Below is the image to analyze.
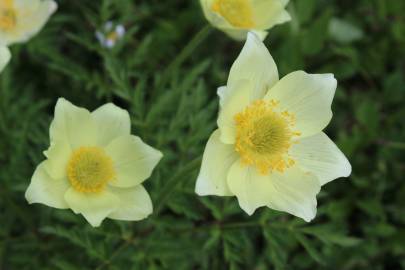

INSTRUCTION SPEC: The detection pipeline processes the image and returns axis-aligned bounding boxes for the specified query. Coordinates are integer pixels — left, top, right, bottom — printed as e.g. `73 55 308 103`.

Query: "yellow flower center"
235 100 300 174
211 0 254 28
0 0 17 31
107 31 118 42
67 147 115 193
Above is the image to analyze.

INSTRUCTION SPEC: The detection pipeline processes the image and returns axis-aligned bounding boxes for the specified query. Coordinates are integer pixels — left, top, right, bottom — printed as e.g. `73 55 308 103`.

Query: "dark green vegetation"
0 0 405 270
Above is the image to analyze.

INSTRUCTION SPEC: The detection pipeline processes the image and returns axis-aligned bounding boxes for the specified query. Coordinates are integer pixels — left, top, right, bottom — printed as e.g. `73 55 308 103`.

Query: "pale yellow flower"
200 0 291 40
0 0 57 45
0 46 11 72
196 33 351 221
25 98 162 226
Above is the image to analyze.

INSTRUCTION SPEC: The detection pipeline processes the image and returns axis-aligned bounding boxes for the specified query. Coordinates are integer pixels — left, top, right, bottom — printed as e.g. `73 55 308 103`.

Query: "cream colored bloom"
96 21 126 49
0 0 57 45
25 98 162 226
200 0 291 40
196 33 351 221
0 46 11 72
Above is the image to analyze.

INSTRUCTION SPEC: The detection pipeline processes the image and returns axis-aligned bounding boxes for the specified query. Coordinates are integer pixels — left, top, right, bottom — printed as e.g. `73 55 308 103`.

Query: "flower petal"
217 80 252 144
44 141 72 179
49 98 97 150
290 132 352 185
105 135 163 188
8 0 57 44
108 185 153 220
264 71 337 137
91 103 131 146
25 161 70 209
228 32 278 101
0 46 11 72
200 0 235 30
228 161 320 221
65 188 120 227
195 130 239 196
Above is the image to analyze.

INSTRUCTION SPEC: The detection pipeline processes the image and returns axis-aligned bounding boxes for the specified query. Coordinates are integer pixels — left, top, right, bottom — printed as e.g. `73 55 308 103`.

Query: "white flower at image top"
196 33 351 221
0 0 57 45
0 46 11 72
25 98 162 226
96 21 126 49
200 0 291 40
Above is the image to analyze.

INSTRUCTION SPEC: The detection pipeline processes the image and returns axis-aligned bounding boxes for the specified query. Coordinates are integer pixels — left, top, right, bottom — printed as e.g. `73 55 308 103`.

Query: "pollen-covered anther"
234 100 300 174
67 147 115 193
211 0 255 28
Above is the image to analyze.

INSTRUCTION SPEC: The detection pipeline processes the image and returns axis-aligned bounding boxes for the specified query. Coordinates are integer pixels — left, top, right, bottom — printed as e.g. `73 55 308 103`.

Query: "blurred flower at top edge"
0 46 11 72
0 0 57 46
96 21 125 48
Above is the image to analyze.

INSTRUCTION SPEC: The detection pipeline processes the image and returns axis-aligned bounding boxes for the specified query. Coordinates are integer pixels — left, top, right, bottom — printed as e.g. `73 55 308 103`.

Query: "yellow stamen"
211 0 255 28
67 147 115 193
107 31 118 42
0 0 17 31
235 100 300 174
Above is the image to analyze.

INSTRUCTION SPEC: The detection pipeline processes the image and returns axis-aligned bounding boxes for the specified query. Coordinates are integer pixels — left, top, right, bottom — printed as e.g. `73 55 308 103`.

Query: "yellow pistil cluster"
212 0 255 28
107 31 118 42
67 147 115 193
235 100 300 175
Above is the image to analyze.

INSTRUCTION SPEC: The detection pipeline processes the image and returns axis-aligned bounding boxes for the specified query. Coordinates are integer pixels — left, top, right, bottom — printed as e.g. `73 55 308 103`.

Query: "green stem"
383 141 405 150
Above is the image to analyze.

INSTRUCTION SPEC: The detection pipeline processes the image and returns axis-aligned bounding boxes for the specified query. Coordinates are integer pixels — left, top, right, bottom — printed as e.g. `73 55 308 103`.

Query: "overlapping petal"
91 103 131 146
0 0 57 45
217 80 252 144
227 161 321 221
25 161 70 209
195 130 239 196
64 188 120 227
49 98 97 150
264 71 337 137
290 132 352 185
105 135 163 188
224 33 278 102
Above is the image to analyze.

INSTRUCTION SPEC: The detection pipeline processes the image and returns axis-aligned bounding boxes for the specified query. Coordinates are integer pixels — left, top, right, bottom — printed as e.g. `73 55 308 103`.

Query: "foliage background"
0 0 405 270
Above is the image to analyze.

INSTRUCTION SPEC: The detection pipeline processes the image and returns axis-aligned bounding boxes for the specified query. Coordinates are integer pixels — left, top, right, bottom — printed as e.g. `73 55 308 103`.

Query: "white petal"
290 132 352 185
228 161 320 221
228 32 278 101
0 46 11 72
44 141 72 179
91 103 131 146
108 185 153 220
65 188 120 227
105 135 163 188
9 0 57 44
195 130 239 196
217 80 252 144
265 71 337 137
49 98 97 150
217 86 231 108
251 30 269 40
25 161 70 209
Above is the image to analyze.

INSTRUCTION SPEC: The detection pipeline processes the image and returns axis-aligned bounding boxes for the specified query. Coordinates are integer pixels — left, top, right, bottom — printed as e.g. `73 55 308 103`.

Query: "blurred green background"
0 0 405 270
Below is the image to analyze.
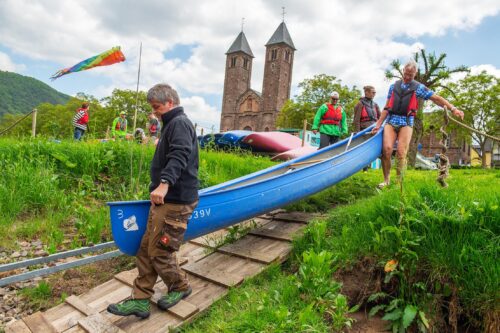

(Instruction) List every line of the data above that contains the word "white", copying each such line in full.

(Answer to this problem)
Query: "white flower at image top"
Query: "white petal"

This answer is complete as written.